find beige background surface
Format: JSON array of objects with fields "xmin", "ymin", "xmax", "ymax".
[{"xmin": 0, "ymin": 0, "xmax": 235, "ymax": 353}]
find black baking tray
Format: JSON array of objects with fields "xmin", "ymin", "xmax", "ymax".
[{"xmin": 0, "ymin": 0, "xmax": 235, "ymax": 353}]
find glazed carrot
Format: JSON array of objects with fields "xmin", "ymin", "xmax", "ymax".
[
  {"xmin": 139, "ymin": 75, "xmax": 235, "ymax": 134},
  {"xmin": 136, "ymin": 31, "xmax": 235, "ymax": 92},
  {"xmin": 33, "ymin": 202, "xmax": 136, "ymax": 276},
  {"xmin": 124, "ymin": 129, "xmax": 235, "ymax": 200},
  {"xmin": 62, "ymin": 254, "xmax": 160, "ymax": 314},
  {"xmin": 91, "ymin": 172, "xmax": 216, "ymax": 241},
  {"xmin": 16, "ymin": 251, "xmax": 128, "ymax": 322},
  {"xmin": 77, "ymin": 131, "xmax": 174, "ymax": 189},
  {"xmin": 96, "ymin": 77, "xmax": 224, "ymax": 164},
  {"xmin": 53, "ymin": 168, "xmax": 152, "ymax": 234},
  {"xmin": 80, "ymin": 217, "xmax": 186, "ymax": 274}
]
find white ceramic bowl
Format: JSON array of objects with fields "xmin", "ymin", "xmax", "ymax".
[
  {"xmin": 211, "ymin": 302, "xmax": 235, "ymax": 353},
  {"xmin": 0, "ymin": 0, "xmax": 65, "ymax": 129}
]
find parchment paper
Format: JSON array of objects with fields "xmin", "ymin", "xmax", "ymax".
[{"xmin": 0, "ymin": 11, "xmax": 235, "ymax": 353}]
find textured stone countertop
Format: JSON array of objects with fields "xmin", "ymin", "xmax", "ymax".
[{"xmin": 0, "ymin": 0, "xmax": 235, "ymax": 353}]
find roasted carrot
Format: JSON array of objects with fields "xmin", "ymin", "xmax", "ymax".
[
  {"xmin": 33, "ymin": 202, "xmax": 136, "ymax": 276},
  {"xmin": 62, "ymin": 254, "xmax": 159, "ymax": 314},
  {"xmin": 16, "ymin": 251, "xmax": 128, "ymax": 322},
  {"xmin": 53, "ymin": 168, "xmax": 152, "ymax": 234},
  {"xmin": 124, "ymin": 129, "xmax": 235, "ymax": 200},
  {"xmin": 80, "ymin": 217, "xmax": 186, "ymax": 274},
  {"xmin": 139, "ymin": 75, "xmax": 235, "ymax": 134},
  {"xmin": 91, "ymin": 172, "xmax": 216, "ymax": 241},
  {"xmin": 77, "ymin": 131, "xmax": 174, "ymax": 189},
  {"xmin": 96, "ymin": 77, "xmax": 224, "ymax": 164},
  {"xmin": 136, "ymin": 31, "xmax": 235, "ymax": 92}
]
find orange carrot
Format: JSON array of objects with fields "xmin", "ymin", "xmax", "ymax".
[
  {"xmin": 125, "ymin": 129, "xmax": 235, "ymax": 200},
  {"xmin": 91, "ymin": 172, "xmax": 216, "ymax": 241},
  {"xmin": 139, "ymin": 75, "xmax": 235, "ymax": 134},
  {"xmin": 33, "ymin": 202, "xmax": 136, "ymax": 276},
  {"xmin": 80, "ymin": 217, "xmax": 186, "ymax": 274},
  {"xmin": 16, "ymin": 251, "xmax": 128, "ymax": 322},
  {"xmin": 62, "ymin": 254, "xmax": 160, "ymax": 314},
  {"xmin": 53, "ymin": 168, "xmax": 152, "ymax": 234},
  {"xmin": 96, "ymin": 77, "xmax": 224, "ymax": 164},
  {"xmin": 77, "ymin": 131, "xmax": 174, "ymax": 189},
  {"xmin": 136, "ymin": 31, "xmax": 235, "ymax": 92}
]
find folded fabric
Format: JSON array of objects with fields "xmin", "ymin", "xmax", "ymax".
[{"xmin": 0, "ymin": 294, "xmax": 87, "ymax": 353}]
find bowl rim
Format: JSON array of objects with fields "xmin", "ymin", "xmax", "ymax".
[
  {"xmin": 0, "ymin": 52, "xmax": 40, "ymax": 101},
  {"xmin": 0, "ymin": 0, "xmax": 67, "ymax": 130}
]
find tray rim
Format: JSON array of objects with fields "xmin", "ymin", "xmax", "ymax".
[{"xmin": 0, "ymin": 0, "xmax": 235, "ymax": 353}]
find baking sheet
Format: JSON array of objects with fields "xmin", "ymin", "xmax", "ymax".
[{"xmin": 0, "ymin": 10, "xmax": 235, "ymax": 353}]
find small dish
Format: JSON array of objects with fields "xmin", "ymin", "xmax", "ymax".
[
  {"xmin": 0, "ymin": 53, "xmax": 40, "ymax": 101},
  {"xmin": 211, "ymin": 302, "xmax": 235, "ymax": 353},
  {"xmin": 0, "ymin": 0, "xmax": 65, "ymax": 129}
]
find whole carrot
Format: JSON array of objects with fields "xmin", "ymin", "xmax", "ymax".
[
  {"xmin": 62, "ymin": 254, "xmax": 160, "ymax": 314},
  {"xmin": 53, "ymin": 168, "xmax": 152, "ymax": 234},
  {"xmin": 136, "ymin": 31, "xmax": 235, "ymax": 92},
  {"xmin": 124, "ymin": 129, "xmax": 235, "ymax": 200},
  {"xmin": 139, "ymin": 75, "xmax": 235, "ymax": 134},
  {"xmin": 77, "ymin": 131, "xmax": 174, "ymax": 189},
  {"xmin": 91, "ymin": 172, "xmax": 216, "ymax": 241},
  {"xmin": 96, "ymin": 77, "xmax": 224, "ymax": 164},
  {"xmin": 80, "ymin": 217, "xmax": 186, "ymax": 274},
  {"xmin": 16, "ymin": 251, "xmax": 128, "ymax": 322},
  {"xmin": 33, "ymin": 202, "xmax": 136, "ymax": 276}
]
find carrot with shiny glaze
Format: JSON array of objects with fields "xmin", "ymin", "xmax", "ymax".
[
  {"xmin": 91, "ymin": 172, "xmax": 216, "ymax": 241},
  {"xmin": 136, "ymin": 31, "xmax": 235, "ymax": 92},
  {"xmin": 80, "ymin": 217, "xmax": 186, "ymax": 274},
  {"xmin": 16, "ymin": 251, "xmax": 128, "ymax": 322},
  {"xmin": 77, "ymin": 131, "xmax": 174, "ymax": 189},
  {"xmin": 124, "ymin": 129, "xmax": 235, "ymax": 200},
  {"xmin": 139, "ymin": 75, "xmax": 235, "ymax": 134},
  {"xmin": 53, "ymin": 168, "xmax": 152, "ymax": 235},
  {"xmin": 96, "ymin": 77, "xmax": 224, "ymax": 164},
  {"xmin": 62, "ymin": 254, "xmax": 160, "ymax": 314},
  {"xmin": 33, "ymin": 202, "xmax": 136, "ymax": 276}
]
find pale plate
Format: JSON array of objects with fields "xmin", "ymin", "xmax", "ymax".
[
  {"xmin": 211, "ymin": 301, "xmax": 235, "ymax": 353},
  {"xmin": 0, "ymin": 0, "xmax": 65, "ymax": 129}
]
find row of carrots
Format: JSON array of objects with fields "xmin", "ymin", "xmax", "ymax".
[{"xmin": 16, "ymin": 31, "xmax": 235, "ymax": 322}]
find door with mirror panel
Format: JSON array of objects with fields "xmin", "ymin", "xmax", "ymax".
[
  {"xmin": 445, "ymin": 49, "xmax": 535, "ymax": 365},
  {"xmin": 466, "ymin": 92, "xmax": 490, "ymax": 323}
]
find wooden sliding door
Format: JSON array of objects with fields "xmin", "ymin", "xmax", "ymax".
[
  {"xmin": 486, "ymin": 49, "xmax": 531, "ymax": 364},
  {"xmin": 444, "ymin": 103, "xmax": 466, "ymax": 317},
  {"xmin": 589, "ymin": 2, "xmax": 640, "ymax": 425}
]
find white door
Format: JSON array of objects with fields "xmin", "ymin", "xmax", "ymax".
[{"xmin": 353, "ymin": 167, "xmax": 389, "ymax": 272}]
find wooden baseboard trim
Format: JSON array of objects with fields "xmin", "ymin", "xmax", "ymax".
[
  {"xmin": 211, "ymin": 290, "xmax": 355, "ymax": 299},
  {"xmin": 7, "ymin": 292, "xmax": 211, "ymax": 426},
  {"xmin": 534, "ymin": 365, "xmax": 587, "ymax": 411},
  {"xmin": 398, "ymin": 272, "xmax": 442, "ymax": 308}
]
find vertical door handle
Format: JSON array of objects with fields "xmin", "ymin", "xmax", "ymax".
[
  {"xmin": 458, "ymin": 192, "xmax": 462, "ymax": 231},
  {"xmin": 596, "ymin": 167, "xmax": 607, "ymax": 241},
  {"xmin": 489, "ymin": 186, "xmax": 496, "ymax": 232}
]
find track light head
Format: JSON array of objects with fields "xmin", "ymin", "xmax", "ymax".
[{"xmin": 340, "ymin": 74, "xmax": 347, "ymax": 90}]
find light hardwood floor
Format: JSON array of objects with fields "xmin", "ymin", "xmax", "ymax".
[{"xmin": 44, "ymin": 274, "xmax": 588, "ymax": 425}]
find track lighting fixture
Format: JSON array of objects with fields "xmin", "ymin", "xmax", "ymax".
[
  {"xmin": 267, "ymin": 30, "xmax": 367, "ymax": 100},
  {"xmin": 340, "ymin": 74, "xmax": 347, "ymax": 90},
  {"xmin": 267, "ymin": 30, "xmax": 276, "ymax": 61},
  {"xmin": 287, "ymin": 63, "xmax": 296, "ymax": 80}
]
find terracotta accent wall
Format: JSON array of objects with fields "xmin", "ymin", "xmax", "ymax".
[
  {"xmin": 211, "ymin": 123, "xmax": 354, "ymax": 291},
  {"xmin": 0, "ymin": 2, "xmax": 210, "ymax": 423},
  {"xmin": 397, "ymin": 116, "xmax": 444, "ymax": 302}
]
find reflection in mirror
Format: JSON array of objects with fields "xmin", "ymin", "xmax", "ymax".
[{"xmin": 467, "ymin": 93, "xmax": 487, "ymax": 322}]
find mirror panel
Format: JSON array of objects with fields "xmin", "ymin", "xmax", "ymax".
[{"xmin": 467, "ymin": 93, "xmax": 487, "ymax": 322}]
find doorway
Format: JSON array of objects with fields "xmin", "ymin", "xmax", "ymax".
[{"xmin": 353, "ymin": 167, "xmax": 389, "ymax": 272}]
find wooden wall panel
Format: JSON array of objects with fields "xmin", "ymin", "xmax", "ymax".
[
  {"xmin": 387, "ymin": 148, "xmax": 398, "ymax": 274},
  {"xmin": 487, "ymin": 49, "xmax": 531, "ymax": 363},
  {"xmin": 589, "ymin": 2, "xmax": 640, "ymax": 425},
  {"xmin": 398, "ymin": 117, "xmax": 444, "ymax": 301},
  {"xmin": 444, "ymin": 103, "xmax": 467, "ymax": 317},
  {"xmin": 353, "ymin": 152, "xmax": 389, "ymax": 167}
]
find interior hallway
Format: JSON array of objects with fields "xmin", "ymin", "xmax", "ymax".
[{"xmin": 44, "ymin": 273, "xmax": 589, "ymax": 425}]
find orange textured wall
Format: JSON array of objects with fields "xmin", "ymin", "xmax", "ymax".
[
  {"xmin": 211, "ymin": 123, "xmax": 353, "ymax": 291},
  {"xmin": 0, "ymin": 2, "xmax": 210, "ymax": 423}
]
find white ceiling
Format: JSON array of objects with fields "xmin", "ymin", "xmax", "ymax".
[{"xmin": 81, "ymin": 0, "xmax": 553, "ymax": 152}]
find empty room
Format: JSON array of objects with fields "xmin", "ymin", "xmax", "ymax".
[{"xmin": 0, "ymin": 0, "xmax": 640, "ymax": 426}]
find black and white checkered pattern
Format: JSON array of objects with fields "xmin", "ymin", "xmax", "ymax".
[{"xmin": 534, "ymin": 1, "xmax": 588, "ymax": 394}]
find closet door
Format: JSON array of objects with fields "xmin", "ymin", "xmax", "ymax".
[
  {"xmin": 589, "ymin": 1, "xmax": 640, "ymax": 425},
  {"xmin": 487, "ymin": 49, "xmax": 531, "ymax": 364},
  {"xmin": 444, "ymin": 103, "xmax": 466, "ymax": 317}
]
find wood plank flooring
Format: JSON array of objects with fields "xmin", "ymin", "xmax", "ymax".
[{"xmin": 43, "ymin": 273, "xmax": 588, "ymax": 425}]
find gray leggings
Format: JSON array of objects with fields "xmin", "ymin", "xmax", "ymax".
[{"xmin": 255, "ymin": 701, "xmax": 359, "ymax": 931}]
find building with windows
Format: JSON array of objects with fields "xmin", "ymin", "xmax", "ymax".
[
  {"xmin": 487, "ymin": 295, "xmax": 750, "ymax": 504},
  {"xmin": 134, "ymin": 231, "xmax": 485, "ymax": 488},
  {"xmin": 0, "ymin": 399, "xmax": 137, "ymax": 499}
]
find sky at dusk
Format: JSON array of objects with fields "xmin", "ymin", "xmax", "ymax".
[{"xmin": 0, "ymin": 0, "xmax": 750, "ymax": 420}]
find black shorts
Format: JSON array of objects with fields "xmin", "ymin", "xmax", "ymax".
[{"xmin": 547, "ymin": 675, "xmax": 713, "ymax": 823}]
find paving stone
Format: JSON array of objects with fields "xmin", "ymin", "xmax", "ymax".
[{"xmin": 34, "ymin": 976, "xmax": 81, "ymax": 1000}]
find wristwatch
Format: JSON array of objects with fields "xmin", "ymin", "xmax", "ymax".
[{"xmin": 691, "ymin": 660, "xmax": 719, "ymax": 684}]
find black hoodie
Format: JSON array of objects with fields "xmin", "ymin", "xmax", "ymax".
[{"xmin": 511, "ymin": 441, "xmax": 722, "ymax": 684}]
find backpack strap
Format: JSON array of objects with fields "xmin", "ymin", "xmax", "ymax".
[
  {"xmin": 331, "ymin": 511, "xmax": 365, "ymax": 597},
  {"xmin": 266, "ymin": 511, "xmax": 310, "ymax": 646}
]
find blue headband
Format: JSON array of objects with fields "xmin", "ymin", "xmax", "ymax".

..............................

List every line in the items above that contains the word "track", copying each line in full.

### Correct output
find track light head
find track lighting fixture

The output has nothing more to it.